start

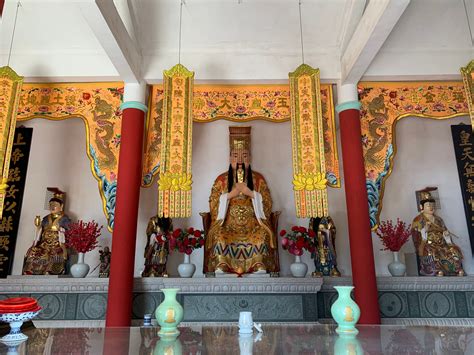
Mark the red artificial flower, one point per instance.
(82, 236)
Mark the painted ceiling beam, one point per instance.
(353, 11)
(378, 20)
(104, 20)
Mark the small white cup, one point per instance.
(245, 323)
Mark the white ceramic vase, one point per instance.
(396, 267)
(298, 268)
(81, 269)
(186, 269)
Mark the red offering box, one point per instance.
(18, 305)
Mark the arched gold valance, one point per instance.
(97, 104)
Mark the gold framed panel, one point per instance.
(238, 103)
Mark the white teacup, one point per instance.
(245, 323)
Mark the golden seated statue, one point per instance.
(240, 229)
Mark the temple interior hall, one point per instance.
(236, 176)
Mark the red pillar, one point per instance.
(360, 236)
(119, 304)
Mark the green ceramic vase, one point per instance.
(347, 344)
(168, 346)
(169, 313)
(345, 311)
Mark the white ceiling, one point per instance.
(255, 40)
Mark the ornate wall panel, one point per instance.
(468, 79)
(383, 105)
(239, 103)
(174, 185)
(97, 104)
(10, 91)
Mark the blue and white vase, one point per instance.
(345, 311)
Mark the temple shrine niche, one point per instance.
(237, 162)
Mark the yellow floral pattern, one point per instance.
(239, 103)
(383, 104)
(98, 105)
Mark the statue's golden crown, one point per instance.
(239, 137)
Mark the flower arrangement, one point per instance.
(297, 240)
(393, 237)
(185, 240)
(82, 236)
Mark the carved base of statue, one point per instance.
(105, 259)
(45, 259)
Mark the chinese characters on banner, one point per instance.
(174, 185)
(307, 134)
(464, 150)
(14, 198)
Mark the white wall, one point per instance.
(51, 164)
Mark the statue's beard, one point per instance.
(232, 176)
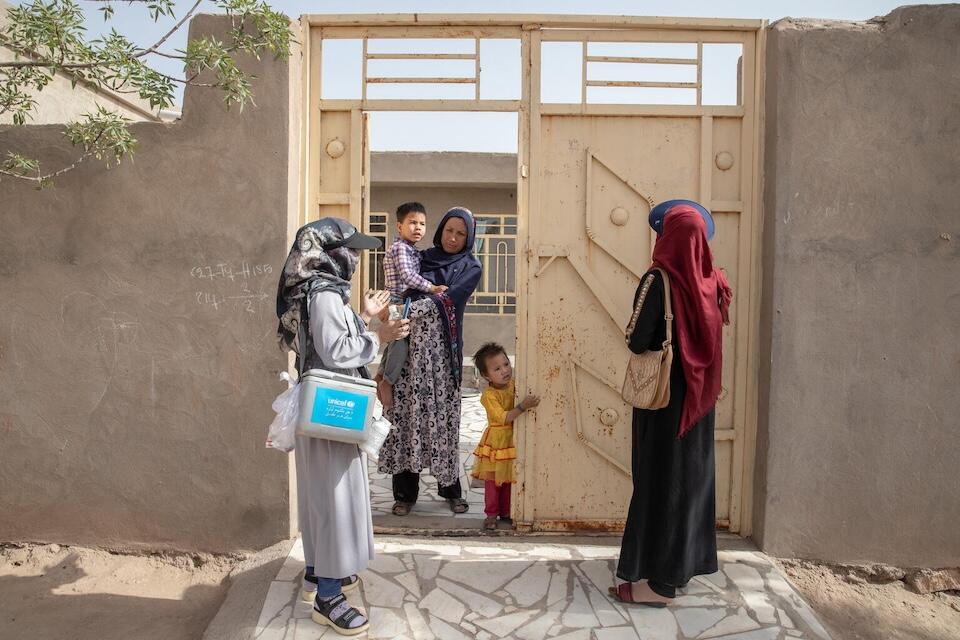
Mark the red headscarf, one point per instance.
(701, 300)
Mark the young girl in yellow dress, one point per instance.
(496, 452)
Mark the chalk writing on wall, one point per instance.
(228, 286)
(227, 271)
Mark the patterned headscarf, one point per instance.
(316, 262)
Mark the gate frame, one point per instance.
(528, 29)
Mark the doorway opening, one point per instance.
(442, 160)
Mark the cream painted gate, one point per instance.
(639, 124)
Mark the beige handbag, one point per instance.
(647, 383)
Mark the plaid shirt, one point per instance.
(401, 269)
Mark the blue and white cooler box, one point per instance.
(336, 407)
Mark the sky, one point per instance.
(497, 132)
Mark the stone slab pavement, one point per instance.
(534, 588)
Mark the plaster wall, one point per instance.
(138, 357)
(858, 438)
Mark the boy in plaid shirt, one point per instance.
(401, 270)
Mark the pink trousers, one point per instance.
(496, 499)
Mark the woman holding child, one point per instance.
(426, 396)
(670, 532)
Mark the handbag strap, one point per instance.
(668, 307)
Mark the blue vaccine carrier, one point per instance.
(334, 406)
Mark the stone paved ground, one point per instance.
(529, 589)
(450, 589)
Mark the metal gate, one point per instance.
(616, 114)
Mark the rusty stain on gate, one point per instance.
(615, 114)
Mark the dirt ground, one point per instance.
(49, 592)
(853, 608)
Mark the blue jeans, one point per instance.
(326, 587)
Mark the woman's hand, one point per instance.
(374, 302)
(393, 330)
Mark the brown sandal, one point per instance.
(624, 593)
(458, 505)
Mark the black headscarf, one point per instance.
(312, 266)
(460, 272)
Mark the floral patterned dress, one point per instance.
(426, 409)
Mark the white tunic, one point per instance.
(333, 493)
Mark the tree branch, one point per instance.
(171, 32)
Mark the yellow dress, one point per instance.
(495, 453)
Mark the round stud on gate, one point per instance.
(335, 148)
(619, 216)
(724, 160)
(609, 417)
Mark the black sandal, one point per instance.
(458, 505)
(322, 610)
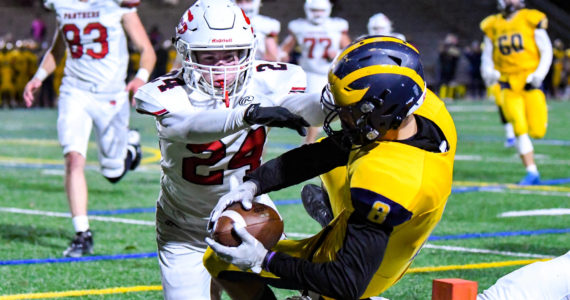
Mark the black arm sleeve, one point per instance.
(348, 275)
(298, 165)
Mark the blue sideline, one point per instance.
(153, 254)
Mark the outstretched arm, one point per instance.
(48, 64)
(137, 34)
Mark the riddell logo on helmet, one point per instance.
(228, 40)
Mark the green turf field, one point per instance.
(34, 229)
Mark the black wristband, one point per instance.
(266, 260)
(250, 113)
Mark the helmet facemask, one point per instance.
(220, 81)
(367, 120)
(373, 86)
(216, 28)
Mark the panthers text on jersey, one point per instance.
(514, 46)
(316, 40)
(264, 27)
(97, 54)
(202, 144)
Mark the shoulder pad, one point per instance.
(487, 23)
(128, 3)
(535, 18)
(296, 25)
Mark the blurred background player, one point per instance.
(448, 58)
(539, 280)
(266, 30)
(93, 93)
(320, 39)
(7, 73)
(517, 53)
(384, 199)
(211, 117)
(556, 84)
(379, 24)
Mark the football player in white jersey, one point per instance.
(539, 280)
(93, 93)
(320, 38)
(266, 30)
(210, 118)
(379, 24)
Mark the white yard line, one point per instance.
(486, 251)
(529, 192)
(537, 212)
(67, 215)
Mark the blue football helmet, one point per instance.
(374, 84)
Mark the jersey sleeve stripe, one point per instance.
(160, 112)
(297, 90)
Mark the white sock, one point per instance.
(80, 223)
(532, 169)
(523, 144)
(509, 131)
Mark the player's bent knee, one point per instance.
(113, 180)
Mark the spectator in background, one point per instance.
(94, 94)
(266, 30)
(448, 58)
(320, 38)
(38, 29)
(473, 55)
(379, 24)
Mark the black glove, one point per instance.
(275, 116)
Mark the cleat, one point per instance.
(81, 244)
(134, 146)
(531, 178)
(317, 204)
(510, 142)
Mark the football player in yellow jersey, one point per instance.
(517, 53)
(387, 172)
(557, 66)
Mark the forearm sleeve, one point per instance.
(348, 275)
(487, 64)
(545, 47)
(307, 106)
(201, 127)
(298, 165)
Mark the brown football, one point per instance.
(261, 221)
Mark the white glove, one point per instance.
(248, 255)
(244, 193)
(491, 77)
(534, 80)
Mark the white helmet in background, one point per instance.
(318, 11)
(379, 24)
(211, 25)
(250, 7)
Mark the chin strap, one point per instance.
(227, 98)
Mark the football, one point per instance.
(261, 221)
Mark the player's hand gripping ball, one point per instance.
(261, 221)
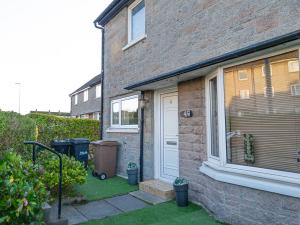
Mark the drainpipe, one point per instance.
(142, 139)
(102, 78)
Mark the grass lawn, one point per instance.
(95, 189)
(162, 214)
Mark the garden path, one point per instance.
(99, 209)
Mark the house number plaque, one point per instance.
(186, 113)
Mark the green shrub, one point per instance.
(73, 172)
(53, 127)
(22, 193)
(14, 130)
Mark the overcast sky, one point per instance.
(51, 47)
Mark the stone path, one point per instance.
(99, 209)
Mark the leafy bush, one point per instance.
(14, 130)
(53, 127)
(22, 193)
(73, 172)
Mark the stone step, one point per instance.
(147, 197)
(159, 188)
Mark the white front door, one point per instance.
(169, 168)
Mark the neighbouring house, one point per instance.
(86, 100)
(209, 91)
(59, 113)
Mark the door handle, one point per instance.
(171, 142)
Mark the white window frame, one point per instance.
(286, 183)
(265, 92)
(98, 91)
(76, 99)
(119, 101)
(290, 62)
(263, 70)
(293, 90)
(247, 96)
(130, 40)
(86, 95)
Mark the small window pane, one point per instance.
(76, 99)
(115, 113)
(85, 95)
(138, 21)
(129, 112)
(98, 91)
(214, 118)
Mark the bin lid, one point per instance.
(105, 143)
(79, 141)
(60, 142)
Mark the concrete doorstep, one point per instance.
(101, 209)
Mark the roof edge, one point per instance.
(111, 10)
(222, 58)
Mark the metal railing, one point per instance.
(35, 145)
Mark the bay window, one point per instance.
(253, 124)
(124, 112)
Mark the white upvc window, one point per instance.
(258, 148)
(76, 99)
(124, 112)
(98, 91)
(293, 66)
(136, 21)
(86, 95)
(295, 89)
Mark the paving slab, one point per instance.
(126, 203)
(68, 212)
(147, 197)
(97, 210)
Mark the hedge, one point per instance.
(14, 130)
(53, 127)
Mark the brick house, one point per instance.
(86, 100)
(210, 91)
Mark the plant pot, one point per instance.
(181, 192)
(132, 176)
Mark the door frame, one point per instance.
(157, 130)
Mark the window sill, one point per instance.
(262, 179)
(122, 130)
(132, 43)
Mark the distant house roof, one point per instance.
(111, 10)
(96, 80)
(59, 113)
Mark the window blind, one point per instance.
(263, 129)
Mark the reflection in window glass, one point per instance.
(129, 114)
(264, 131)
(115, 113)
(138, 21)
(214, 117)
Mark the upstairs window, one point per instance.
(136, 21)
(98, 91)
(76, 99)
(124, 112)
(86, 95)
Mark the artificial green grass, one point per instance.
(96, 189)
(162, 214)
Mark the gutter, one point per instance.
(102, 77)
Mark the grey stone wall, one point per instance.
(180, 33)
(234, 204)
(92, 105)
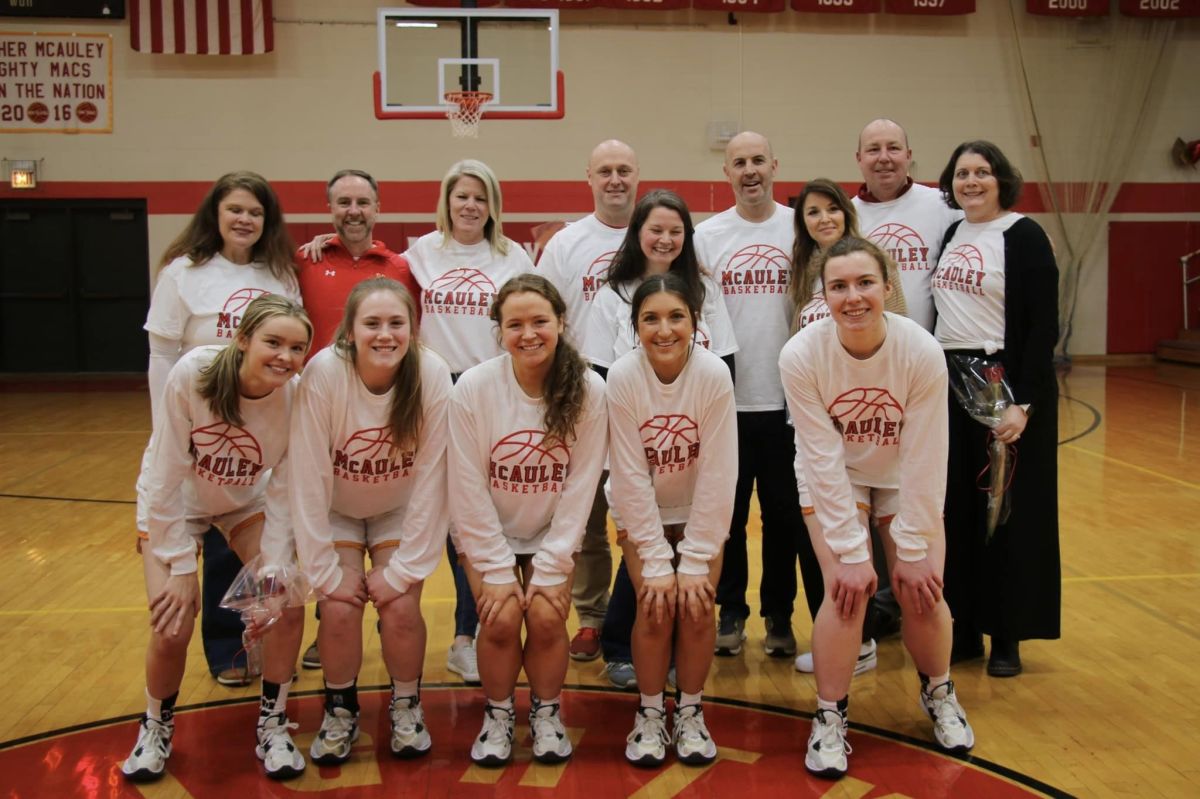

end

## Exercise goal
Show every line of the rows above that contains the word "headscarf", matching case exactly.

## Result of this task
Mark the red headscarf, one point per instance.
Mark the patterned headscarf, one point per instance.
Mark the black headscarf, one point per instance.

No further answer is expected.